╔══

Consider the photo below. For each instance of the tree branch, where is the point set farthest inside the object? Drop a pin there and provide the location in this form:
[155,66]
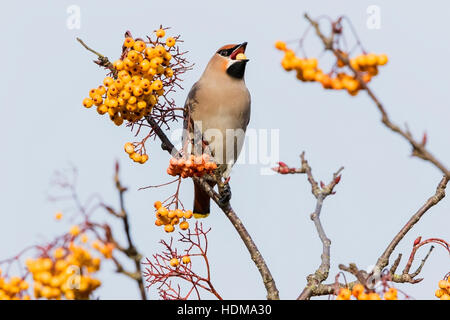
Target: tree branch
[320,193]
[269,282]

╚══

• _GIVEN EXERCISE_: Put every line of the listing above into a Markdown table with the columns Row and Line, numbering the rows in order and omitting blank lines. Leave the pictures out of the table.

• _OUTPUT_:
| Row | Line |
|---|---|
| 1 | Consider the photo below. For each instance of the tree branch, where is the point set farthest inside the object? Drop a pin there and provide the location in this form: |
| 2 | [155,66] |
| 3 | Target: tree branch |
| 4 | [320,193] |
| 5 | [269,282] |